## TASK GOAL
Word for word, please restate the lines from the beginning of the data through the line in which "Identify every asphalt road in the frame." appears.

(Entries taken from a collection)
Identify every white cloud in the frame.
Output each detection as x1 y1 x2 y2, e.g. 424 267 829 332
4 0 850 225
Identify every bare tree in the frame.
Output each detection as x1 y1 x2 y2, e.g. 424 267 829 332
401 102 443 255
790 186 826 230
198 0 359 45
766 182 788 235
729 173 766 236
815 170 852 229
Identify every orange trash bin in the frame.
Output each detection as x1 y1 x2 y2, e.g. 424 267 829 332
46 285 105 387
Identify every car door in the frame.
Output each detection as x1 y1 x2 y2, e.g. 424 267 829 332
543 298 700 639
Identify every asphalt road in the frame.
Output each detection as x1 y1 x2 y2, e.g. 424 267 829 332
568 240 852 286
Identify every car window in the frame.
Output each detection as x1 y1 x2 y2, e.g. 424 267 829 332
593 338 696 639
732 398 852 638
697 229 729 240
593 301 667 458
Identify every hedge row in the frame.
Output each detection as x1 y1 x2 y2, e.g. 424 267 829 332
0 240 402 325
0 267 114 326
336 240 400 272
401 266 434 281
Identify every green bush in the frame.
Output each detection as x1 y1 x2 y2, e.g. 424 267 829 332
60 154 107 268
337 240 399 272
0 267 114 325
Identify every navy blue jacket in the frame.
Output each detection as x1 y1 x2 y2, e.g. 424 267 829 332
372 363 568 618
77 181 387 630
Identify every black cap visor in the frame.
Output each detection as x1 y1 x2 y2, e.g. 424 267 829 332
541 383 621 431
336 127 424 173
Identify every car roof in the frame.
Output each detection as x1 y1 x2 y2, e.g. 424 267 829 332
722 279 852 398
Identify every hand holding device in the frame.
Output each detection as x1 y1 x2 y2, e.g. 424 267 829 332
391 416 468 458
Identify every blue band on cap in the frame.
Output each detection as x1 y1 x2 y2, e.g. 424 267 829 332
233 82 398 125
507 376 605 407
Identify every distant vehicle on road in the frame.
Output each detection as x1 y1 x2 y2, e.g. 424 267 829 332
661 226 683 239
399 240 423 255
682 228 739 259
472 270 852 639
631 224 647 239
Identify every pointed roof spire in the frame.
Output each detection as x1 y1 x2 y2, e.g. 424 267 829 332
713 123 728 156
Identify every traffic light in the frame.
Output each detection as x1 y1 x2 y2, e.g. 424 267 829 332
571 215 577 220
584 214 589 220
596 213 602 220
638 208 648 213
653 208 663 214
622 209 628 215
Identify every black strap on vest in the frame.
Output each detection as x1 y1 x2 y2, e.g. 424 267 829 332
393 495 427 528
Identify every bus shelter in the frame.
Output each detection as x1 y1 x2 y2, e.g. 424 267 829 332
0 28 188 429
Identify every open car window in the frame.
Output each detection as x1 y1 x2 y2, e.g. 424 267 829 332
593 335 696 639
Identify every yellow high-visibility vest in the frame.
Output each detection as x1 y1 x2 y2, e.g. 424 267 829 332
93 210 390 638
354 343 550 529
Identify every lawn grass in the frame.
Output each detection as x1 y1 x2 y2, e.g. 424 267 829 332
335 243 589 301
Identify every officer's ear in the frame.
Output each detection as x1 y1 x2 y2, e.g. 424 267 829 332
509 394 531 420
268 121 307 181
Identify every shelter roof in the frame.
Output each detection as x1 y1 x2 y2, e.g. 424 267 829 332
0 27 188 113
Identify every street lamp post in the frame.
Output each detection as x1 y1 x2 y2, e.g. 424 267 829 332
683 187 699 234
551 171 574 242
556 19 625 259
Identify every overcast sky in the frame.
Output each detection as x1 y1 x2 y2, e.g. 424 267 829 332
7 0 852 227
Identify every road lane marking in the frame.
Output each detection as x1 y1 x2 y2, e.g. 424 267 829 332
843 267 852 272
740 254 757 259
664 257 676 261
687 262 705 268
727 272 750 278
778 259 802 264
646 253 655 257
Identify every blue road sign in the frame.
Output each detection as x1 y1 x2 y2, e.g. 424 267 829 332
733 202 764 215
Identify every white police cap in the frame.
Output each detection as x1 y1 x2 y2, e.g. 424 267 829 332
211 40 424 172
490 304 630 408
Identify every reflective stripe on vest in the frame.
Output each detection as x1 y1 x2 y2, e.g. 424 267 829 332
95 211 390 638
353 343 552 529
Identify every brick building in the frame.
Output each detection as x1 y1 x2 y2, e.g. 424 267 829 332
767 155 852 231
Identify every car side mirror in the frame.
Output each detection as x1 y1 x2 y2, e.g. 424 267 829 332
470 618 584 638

## ANSWER TO THE PROBLEM
Identify every white cloud in the frame.
Output each detection as x1 y1 x2 y2, e.g. 424 267 829 332
4 0 850 225
Identify every bare tree in the frame.
Output each detection as x1 y1 x2 y2, e.g. 424 267 829 332
401 102 443 255
790 186 826 230
198 0 359 45
766 182 788 235
729 173 766 236
815 170 852 229
Identify every orange trash bin in the frame.
Output each detection as x1 y1 x2 y2, e.g. 424 267 829 332
46 285 105 387
Identify every car door in the frame.
Output each detection as x1 y1 x2 y2, e.g. 424 267 829 332
543 298 700 639
Identify every asphalt road in the frame.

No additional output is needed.